### What this task involves
How much heavy cream does the Sal and Joe's recipe call for?

### Supplied text
────────
Chef’s Table: Sal and Joe’s

Joe Tabile, co-owner // PHOTO: JACLYN SAVITZ

Dolce Vita

Photography by Jaclyn Savitz


1 lb pasta of your choice
2 tbsp olive oil (divided)
1 cup chopped onion
2 cloves of minced garlic
2 (15 oz. each) cans of marinara sauce
½ cup brine-cured black olives, pitted and
coarsely chopped
1 tsp crushed red pepper flakes
1 cup heavy cream
1 cup freshly grated Parmesan cheese
1 lb shrimp (peeled and deveined, tails removed)
To taste salt
Garnish with fresh parsley


Bring a large pot of water to a boil. Salt generously, then add the pasta. Cook until al dente. Before draining, reserve a cup of the pasta water.
────────
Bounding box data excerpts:
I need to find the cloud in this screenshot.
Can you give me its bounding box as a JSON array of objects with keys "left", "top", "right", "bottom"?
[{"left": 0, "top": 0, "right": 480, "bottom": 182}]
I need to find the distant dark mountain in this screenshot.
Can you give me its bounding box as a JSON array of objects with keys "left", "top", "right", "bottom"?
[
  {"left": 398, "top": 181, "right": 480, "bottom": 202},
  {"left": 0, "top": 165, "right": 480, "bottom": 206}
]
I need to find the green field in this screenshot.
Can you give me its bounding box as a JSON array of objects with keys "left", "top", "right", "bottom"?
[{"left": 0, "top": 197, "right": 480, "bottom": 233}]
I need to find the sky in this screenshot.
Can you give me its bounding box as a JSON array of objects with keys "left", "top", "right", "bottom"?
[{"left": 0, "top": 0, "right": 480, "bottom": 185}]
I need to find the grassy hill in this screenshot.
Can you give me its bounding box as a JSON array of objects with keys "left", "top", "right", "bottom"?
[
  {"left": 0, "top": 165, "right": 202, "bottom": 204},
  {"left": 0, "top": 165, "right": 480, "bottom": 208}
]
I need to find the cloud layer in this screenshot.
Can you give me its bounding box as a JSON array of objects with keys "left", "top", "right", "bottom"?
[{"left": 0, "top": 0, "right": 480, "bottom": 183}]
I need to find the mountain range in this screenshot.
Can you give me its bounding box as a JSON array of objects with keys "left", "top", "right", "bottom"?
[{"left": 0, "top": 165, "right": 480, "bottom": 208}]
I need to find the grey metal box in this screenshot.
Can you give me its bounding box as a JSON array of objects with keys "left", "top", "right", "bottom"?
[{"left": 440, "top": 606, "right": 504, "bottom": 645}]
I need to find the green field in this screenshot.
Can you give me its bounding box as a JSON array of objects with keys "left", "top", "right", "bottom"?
────────
### Reply
1 cup